**SET TASK:**
Your task is to return the line containing "Task: point out each instance of the wheel" plus every line after it, exactly and with nothing added.

►

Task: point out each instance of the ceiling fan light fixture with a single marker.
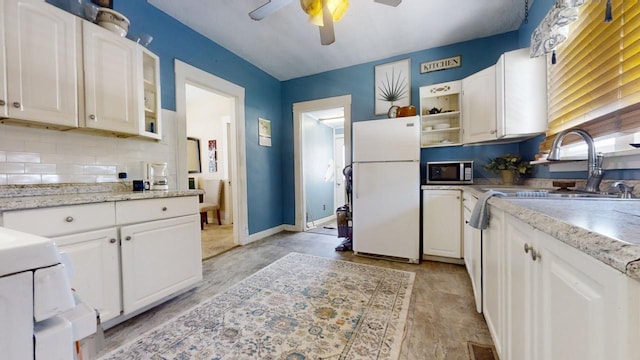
(313, 8)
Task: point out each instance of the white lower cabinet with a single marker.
(441, 223)
(126, 254)
(472, 249)
(96, 262)
(492, 278)
(556, 302)
(174, 265)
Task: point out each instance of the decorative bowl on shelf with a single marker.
(441, 126)
(113, 21)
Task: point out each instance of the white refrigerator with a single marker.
(386, 188)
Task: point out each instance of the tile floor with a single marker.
(442, 316)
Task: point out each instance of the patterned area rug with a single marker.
(299, 307)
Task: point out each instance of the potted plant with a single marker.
(511, 167)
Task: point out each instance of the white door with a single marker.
(176, 264)
(386, 209)
(113, 69)
(387, 139)
(42, 62)
(441, 223)
(339, 179)
(479, 106)
(228, 194)
(96, 269)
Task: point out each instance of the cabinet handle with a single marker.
(534, 255)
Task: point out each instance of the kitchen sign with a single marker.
(441, 64)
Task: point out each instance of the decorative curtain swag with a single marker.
(554, 28)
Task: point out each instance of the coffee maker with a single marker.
(158, 177)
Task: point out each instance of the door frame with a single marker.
(299, 109)
(184, 74)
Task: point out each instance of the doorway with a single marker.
(227, 129)
(315, 171)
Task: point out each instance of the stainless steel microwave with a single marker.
(450, 172)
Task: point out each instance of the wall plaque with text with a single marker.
(440, 64)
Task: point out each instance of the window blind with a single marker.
(596, 79)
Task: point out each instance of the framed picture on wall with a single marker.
(104, 3)
(264, 132)
(392, 85)
(193, 155)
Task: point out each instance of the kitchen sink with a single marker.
(537, 193)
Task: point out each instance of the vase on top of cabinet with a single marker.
(440, 114)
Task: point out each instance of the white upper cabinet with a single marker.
(521, 94)
(505, 101)
(112, 67)
(42, 45)
(440, 114)
(479, 106)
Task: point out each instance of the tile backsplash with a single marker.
(43, 156)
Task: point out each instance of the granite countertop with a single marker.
(607, 230)
(20, 197)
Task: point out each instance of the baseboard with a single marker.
(320, 221)
(290, 228)
(264, 233)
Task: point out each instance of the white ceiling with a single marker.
(286, 46)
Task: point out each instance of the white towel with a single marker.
(480, 216)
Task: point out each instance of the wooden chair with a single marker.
(212, 194)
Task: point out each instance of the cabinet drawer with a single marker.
(133, 211)
(469, 201)
(61, 220)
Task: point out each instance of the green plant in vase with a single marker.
(510, 166)
(393, 88)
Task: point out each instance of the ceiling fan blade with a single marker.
(268, 9)
(327, 36)
(389, 2)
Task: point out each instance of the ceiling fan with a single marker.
(321, 12)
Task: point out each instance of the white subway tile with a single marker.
(13, 179)
(98, 170)
(11, 168)
(23, 157)
(70, 169)
(60, 179)
(39, 168)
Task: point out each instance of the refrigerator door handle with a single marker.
(356, 177)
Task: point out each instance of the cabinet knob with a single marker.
(535, 255)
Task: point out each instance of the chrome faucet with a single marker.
(594, 162)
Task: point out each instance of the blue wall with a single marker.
(318, 151)
(173, 40)
(270, 175)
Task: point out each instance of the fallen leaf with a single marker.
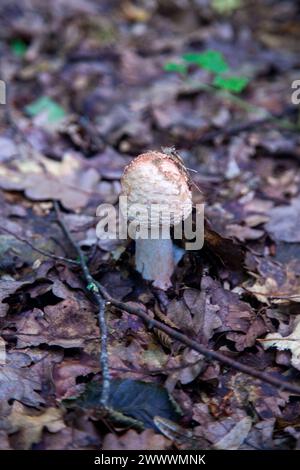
(290, 342)
(30, 425)
(132, 440)
(235, 438)
(284, 223)
(139, 400)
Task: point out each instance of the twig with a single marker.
(151, 322)
(101, 302)
(199, 347)
(38, 250)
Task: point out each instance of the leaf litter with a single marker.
(87, 95)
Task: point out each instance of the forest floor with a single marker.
(89, 86)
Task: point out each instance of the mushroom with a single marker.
(156, 186)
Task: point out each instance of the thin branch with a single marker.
(38, 250)
(92, 286)
(245, 127)
(199, 347)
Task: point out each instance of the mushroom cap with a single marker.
(157, 183)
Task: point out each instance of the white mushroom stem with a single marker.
(155, 261)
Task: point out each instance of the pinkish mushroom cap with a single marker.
(157, 189)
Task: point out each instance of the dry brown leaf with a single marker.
(30, 426)
(132, 440)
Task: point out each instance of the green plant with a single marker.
(214, 62)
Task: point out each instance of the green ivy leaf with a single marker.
(209, 60)
(234, 84)
(175, 67)
(18, 47)
(46, 105)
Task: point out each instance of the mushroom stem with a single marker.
(155, 261)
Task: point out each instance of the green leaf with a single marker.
(175, 67)
(46, 105)
(92, 287)
(18, 47)
(209, 60)
(139, 400)
(232, 83)
(226, 6)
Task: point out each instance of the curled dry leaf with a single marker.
(30, 425)
(236, 436)
(291, 342)
(132, 440)
(42, 179)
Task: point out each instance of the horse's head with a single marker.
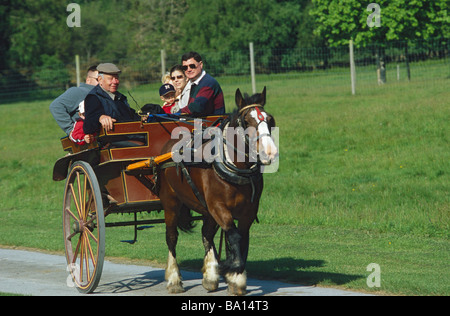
(259, 125)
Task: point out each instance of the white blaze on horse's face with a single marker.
(267, 149)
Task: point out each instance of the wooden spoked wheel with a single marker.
(83, 227)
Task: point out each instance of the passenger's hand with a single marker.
(107, 122)
(89, 138)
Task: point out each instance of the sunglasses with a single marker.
(192, 66)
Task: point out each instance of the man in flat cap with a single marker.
(65, 108)
(104, 105)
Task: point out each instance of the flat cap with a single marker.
(109, 69)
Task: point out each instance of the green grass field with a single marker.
(362, 179)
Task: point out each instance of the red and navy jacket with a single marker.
(206, 98)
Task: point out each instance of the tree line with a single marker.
(34, 33)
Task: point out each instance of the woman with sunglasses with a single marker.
(179, 81)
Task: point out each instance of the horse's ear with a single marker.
(263, 97)
(240, 102)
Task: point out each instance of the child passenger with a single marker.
(77, 135)
(167, 94)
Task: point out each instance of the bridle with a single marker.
(241, 121)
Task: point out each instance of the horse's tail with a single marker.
(186, 220)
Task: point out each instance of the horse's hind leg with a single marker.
(235, 274)
(210, 265)
(173, 275)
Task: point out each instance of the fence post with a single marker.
(77, 67)
(352, 68)
(163, 62)
(252, 67)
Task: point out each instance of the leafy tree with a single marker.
(341, 20)
(338, 21)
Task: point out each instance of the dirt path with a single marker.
(38, 274)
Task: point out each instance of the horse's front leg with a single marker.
(173, 275)
(210, 265)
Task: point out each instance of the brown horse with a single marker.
(223, 191)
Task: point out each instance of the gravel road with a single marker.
(39, 274)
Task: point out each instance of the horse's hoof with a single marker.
(210, 285)
(175, 289)
(233, 289)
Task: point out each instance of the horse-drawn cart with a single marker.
(126, 171)
(100, 182)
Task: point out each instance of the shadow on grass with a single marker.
(304, 272)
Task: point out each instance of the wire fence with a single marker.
(377, 64)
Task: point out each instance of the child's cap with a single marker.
(166, 88)
(81, 107)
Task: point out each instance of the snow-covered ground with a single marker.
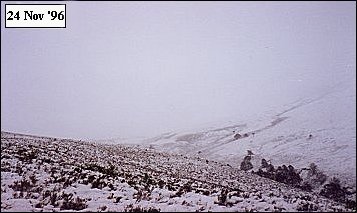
(51, 174)
(281, 135)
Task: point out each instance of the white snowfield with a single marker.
(50, 174)
(320, 129)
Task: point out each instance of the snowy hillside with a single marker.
(318, 129)
(51, 174)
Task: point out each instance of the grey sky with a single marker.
(124, 69)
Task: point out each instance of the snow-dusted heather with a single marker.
(50, 174)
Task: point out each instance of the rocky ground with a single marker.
(51, 174)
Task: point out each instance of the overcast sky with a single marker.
(127, 69)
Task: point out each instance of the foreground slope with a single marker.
(50, 174)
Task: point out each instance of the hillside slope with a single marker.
(51, 174)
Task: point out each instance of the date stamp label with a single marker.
(35, 16)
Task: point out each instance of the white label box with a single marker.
(35, 16)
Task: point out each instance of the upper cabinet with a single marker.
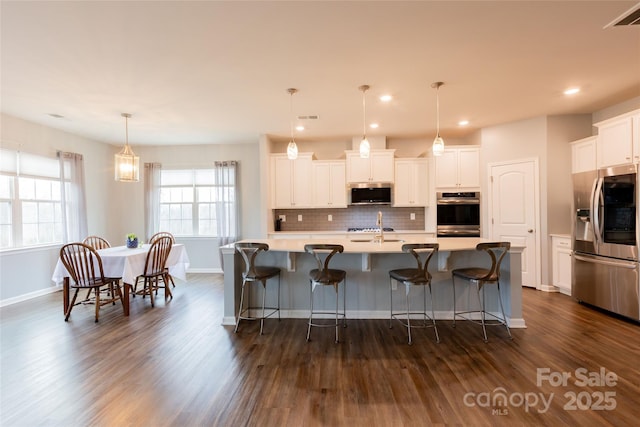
(291, 181)
(377, 168)
(583, 155)
(458, 168)
(411, 179)
(329, 185)
(618, 140)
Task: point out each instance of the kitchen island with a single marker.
(367, 264)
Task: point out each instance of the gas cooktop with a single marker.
(367, 229)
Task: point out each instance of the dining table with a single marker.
(126, 263)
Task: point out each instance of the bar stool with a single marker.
(323, 275)
(412, 277)
(480, 276)
(255, 274)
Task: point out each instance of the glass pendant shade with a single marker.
(365, 148)
(292, 150)
(127, 164)
(438, 146)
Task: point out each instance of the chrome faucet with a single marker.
(379, 237)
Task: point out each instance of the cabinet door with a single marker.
(282, 195)
(468, 168)
(302, 180)
(446, 166)
(337, 184)
(381, 166)
(615, 143)
(358, 169)
(583, 155)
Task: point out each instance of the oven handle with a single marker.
(458, 201)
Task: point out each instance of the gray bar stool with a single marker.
(255, 274)
(412, 277)
(480, 277)
(323, 275)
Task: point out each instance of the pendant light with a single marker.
(438, 142)
(127, 164)
(292, 148)
(365, 147)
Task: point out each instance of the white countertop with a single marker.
(297, 245)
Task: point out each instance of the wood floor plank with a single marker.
(175, 365)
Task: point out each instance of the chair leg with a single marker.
(482, 317)
(73, 301)
(264, 294)
(406, 297)
(433, 315)
(240, 308)
(504, 318)
(97, 292)
(311, 313)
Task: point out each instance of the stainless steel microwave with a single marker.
(370, 193)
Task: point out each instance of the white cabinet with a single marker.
(377, 168)
(410, 187)
(583, 155)
(329, 185)
(291, 181)
(561, 264)
(458, 168)
(619, 140)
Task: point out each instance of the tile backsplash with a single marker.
(353, 216)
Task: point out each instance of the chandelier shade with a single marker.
(127, 164)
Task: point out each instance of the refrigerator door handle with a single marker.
(603, 261)
(596, 199)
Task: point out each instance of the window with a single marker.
(30, 200)
(188, 201)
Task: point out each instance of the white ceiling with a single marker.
(218, 72)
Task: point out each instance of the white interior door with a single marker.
(513, 204)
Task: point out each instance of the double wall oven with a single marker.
(605, 240)
(458, 214)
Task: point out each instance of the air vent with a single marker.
(630, 17)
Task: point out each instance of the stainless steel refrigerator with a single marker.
(605, 240)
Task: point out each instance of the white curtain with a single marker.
(151, 199)
(226, 174)
(74, 212)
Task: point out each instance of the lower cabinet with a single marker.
(561, 264)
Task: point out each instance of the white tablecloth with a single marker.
(120, 261)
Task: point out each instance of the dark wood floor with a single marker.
(176, 365)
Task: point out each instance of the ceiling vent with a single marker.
(630, 17)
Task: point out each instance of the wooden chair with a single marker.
(173, 240)
(96, 242)
(155, 271)
(480, 277)
(255, 274)
(323, 275)
(411, 278)
(85, 268)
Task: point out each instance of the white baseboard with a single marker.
(25, 297)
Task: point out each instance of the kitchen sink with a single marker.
(375, 240)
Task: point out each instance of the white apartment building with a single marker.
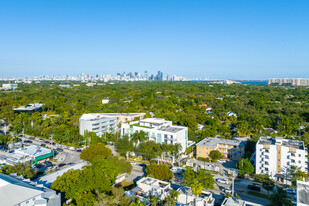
(274, 156)
(158, 130)
(288, 82)
(98, 123)
(187, 198)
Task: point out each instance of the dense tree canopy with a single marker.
(161, 172)
(201, 176)
(215, 155)
(284, 109)
(90, 152)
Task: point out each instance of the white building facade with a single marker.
(98, 123)
(158, 130)
(274, 156)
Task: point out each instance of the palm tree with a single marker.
(154, 201)
(279, 198)
(197, 188)
(139, 137)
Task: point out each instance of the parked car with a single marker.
(223, 180)
(61, 164)
(221, 161)
(290, 191)
(254, 187)
(59, 149)
(48, 164)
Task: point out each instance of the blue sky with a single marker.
(231, 39)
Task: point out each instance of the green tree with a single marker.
(197, 189)
(203, 177)
(215, 155)
(279, 198)
(124, 145)
(21, 169)
(139, 137)
(244, 166)
(161, 172)
(295, 174)
(90, 152)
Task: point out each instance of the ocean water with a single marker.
(262, 82)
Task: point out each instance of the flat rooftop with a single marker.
(171, 129)
(34, 150)
(212, 142)
(280, 141)
(154, 120)
(95, 116)
(123, 114)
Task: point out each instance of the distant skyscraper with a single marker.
(159, 76)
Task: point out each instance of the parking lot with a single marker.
(63, 156)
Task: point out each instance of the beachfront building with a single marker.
(158, 130)
(30, 108)
(231, 149)
(274, 156)
(98, 123)
(126, 117)
(187, 198)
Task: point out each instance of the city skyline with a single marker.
(209, 39)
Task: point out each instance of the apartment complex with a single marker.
(231, 149)
(126, 117)
(288, 82)
(187, 198)
(274, 156)
(158, 130)
(30, 108)
(98, 123)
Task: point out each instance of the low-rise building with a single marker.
(148, 187)
(35, 153)
(98, 123)
(30, 108)
(158, 130)
(187, 198)
(9, 86)
(230, 201)
(14, 191)
(231, 149)
(275, 156)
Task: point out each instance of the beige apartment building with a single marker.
(230, 149)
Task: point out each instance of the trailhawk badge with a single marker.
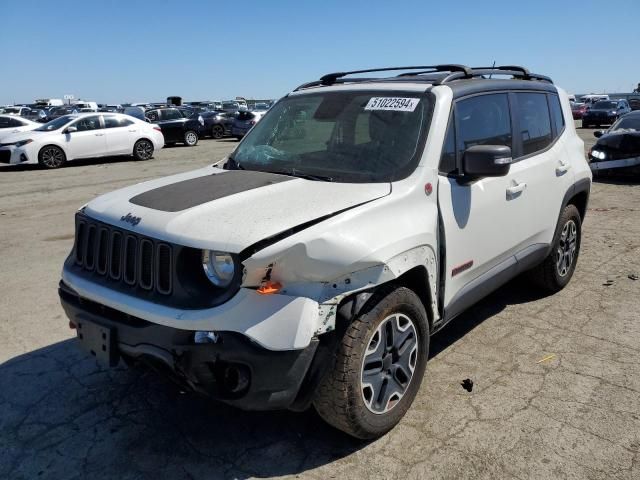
(130, 219)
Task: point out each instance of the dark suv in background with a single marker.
(178, 125)
(605, 112)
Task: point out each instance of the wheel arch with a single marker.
(578, 195)
(415, 279)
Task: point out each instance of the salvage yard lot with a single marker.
(556, 379)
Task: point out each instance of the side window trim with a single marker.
(451, 128)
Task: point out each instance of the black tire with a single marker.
(217, 132)
(143, 150)
(190, 138)
(554, 273)
(51, 157)
(343, 398)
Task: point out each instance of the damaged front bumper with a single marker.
(232, 368)
(624, 165)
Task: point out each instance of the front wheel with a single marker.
(217, 131)
(378, 367)
(554, 273)
(51, 157)
(143, 150)
(190, 138)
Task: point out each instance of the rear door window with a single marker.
(534, 123)
(88, 123)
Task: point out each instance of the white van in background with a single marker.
(85, 106)
(590, 99)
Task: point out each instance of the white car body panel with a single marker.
(7, 132)
(193, 227)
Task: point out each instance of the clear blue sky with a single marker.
(132, 50)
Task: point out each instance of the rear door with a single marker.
(88, 140)
(541, 160)
(121, 133)
(481, 219)
(171, 122)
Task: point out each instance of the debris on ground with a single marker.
(467, 384)
(547, 358)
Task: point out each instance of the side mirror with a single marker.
(486, 161)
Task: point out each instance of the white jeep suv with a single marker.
(354, 221)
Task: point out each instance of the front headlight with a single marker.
(219, 267)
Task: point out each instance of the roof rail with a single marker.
(455, 72)
(330, 78)
(513, 70)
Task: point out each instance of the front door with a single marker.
(121, 134)
(481, 219)
(88, 140)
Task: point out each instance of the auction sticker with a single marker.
(396, 104)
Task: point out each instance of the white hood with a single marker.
(234, 220)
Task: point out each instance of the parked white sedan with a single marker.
(10, 124)
(82, 135)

◄

**SOLUTION FOR THIS TASK:**
Task: point out each instance of the wheel arch with a single marker.
(578, 195)
(415, 279)
Task: point out each instance of the salvage yard lot with a single marker.
(556, 379)
Task: point out each instance of the side window trim with a single marker.
(451, 128)
Task: point out each instance of the black tire with a single marker.
(217, 132)
(143, 150)
(190, 138)
(554, 273)
(51, 157)
(343, 398)
Task: point out each instance of the damaged front bumper with a single marker.
(232, 368)
(624, 165)
Task: point out each instance of the front wheel with a single marker.
(217, 131)
(378, 367)
(554, 273)
(51, 157)
(143, 150)
(190, 138)
Task: point out each instance of the rear door window with a single marker.
(534, 123)
(88, 123)
Task: point out each instance of the white van in background with a single marker.
(85, 106)
(590, 99)
Task: point out each instance of the white car body panel with a single marker.
(7, 132)
(193, 227)
Task: point out each instance of the clear blue sky with a single marker.
(132, 50)
Task: point out each instance of the rear door with a single marker.
(88, 140)
(541, 160)
(121, 133)
(481, 219)
(171, 122)
Task: point out each instance of the debris on ground with a single marker.
(467, 384)
(547, 358)
Task: point out each instance of the side mirror with a single marker.
(486, 161)
Task: point out each instance of the white jeep suv with a single marker.
(354, 221)
Task: point out each instance of the front headlight with a single marker.
(219, 267)
Task: point out each instance of the roof rail with a single marker.
(455, 72)
(330, 78)
(513, 70)
Task: point out each instance of the front door with a single marker.
(121, 134)
(481, 219)
(88, 140)
Task: point out each instance of the auction sticker with a single marker.
(396, 104)
Task: point out each instance of the white hood with a single marker.
(234, 220)
Task: point out each instance of the parked white sedan with a single marker.
(10, 124)
(82, 135)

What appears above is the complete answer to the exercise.